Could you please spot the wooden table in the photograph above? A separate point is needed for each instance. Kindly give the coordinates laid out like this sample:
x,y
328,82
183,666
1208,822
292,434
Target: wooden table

····················

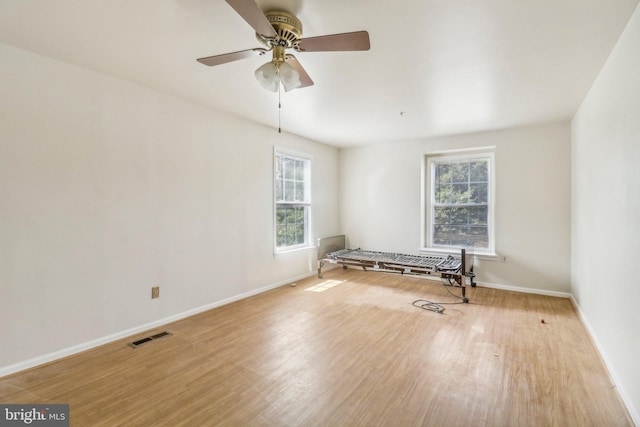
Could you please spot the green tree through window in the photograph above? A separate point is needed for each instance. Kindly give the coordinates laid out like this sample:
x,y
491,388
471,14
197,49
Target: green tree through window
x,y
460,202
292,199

····················

**HOW TO COMPLETE THIS TASK:**
From the data above, copy every line where "table" appears.

**ANSWER AREA:**
Could you please spot the wooden table in the photograph above? A separate point is needed for each instance. Kindly give the coordinates laid out like this sample:
Target: wooden table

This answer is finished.